**Excerpt to read:**
========

A long time ago I read a short novel (can't remember the actual length, but not likely that it was more than 100 pages long) about a human astronaut on some sort of mission who landed on an alien planet and lived there since. A pretty common setting, I guess, but I hope the following facts could make things clear:

  • The main landed on a very remote planet with no ability to contact Earth. If my memory is right, he was one of nine 'expeditions' sent out to that particular planet, very far away from earth.
  • All of the inhabitants, as far as I remember, looked human too.
  • The most interesting thing that the whole story focuses around is the language and the communication system used by the natives. The main character was able to figure out the words and the grammar pretty quickly, but the main pecularity was that they could never tell what they wanted to tell directly like we do. They were always talking of things other than they wanted to tell, and their speech seemed irrelevant and hard to understand to the main character, and the real plot of the conversation could be a thousand miles away from its wording. The explanation was that the natives started to shy immensely when touching the conversation plot directly and that did not allow them to do so. However, they themselves did not have big problems understanding each other in such a way.
  • I remember the episode when the main character was sitting in the garden and listening to conversations of flowers in that garden. Even the flowers talked in a similar manner, though their language was simpler.

========

**Dataset entries:**
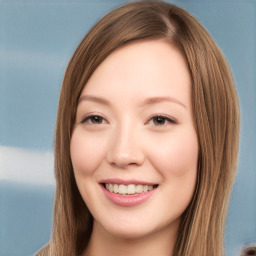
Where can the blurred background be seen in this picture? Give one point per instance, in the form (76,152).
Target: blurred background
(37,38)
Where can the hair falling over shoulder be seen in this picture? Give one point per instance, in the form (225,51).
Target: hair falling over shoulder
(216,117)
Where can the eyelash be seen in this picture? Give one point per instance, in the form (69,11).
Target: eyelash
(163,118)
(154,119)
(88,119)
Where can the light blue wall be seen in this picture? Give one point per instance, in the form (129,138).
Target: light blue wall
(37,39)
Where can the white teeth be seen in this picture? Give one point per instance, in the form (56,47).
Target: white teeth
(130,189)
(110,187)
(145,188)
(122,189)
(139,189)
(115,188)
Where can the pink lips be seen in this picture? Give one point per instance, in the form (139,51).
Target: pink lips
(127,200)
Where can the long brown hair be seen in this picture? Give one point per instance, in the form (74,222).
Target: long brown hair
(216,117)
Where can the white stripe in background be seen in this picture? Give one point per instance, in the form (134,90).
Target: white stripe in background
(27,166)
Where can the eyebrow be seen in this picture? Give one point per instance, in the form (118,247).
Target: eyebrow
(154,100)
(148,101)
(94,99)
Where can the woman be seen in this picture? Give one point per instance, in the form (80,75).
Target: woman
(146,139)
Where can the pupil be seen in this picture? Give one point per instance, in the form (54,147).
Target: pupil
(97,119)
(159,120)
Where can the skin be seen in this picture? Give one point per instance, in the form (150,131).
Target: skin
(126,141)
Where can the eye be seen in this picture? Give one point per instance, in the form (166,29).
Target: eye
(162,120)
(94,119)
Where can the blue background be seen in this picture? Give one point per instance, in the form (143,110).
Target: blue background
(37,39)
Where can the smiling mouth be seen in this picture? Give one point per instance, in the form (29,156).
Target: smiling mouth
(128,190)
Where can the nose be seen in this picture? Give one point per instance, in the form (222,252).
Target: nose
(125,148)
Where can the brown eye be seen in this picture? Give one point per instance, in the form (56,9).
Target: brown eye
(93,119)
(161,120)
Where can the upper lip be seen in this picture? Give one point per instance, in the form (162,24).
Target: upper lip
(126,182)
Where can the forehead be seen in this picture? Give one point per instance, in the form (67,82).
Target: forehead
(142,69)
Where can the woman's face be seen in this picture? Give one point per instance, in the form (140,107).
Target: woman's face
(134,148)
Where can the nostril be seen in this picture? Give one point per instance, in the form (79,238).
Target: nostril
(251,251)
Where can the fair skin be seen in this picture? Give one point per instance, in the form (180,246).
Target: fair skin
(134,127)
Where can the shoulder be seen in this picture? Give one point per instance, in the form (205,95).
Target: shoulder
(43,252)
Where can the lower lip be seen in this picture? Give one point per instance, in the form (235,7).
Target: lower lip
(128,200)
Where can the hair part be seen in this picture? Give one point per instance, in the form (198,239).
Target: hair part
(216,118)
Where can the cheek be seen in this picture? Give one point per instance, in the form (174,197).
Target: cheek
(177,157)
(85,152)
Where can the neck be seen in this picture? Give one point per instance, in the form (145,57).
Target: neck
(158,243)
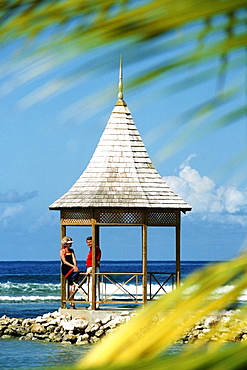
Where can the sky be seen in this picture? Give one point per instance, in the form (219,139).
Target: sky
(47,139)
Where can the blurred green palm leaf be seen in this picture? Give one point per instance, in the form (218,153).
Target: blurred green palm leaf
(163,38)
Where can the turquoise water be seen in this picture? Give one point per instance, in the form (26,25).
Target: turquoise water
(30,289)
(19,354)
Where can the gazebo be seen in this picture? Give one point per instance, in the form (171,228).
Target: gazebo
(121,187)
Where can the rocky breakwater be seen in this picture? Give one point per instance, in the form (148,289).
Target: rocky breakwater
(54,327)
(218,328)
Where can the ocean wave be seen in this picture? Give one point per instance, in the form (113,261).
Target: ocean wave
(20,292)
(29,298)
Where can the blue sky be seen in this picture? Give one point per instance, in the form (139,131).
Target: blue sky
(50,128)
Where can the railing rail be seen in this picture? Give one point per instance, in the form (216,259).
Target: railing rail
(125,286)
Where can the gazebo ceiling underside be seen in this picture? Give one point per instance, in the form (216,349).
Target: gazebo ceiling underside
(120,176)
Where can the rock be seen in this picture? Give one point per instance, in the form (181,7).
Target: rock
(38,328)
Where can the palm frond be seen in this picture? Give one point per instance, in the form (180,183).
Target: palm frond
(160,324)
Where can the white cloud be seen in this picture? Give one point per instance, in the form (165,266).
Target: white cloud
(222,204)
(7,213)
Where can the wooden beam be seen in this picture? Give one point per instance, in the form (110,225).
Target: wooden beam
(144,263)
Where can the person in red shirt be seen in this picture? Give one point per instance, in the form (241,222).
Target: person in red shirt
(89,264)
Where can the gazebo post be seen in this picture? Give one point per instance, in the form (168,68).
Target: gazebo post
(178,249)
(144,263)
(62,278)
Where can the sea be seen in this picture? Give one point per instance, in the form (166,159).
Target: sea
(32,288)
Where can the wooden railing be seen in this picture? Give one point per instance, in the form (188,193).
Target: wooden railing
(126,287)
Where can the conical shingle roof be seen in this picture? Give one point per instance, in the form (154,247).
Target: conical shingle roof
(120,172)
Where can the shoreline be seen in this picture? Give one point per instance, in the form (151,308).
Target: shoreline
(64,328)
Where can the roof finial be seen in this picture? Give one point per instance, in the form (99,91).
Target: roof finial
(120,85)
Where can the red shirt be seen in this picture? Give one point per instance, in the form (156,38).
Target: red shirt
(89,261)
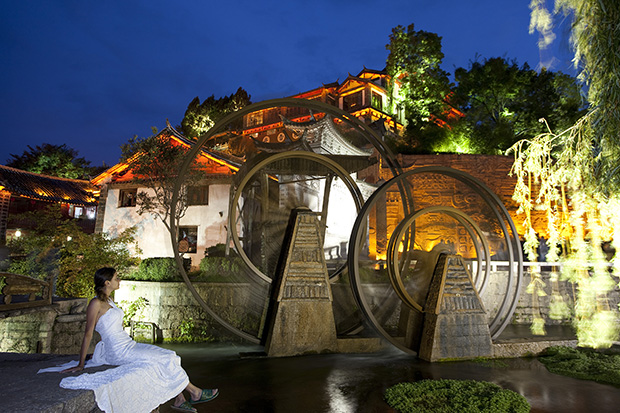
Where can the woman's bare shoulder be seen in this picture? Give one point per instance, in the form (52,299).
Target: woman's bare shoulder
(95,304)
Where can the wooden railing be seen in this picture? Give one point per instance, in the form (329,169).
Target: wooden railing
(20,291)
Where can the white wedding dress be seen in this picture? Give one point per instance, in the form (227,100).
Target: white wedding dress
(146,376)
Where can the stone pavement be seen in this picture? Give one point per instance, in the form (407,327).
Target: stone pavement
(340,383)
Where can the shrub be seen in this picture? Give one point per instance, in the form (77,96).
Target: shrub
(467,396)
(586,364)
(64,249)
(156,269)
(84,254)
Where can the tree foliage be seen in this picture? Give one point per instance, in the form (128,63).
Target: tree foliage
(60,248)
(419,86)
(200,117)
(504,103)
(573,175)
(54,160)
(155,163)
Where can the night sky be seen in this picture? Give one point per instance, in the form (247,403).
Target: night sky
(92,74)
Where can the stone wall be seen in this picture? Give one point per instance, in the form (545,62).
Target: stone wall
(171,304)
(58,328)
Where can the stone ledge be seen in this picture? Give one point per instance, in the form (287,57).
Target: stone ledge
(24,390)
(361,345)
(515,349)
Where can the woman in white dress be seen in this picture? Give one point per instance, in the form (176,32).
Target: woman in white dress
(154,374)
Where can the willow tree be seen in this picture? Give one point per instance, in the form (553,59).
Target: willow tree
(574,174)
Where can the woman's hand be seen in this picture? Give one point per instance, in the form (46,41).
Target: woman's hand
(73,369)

========

**Exercise requirements:** In the recollection of the alien-planet novel, reproduce the passage that begins with the words "A long time" and ends after "away from earth.".

**Written reply:**
A long time ago I read a short novel (can't remember the actual length, but not likely that it was more than 100 pages long) about a human astronaut on some sort of mission who landed on an alien planet and lived there since. A pretty common setting, I guess, but I hope the following facts could make things clear:

  • The main landed on a very remote planet with no ability to contact Earth. If my memory is right, he was one of nine 'expeditions' sent out to that particular planet, very far away from earth.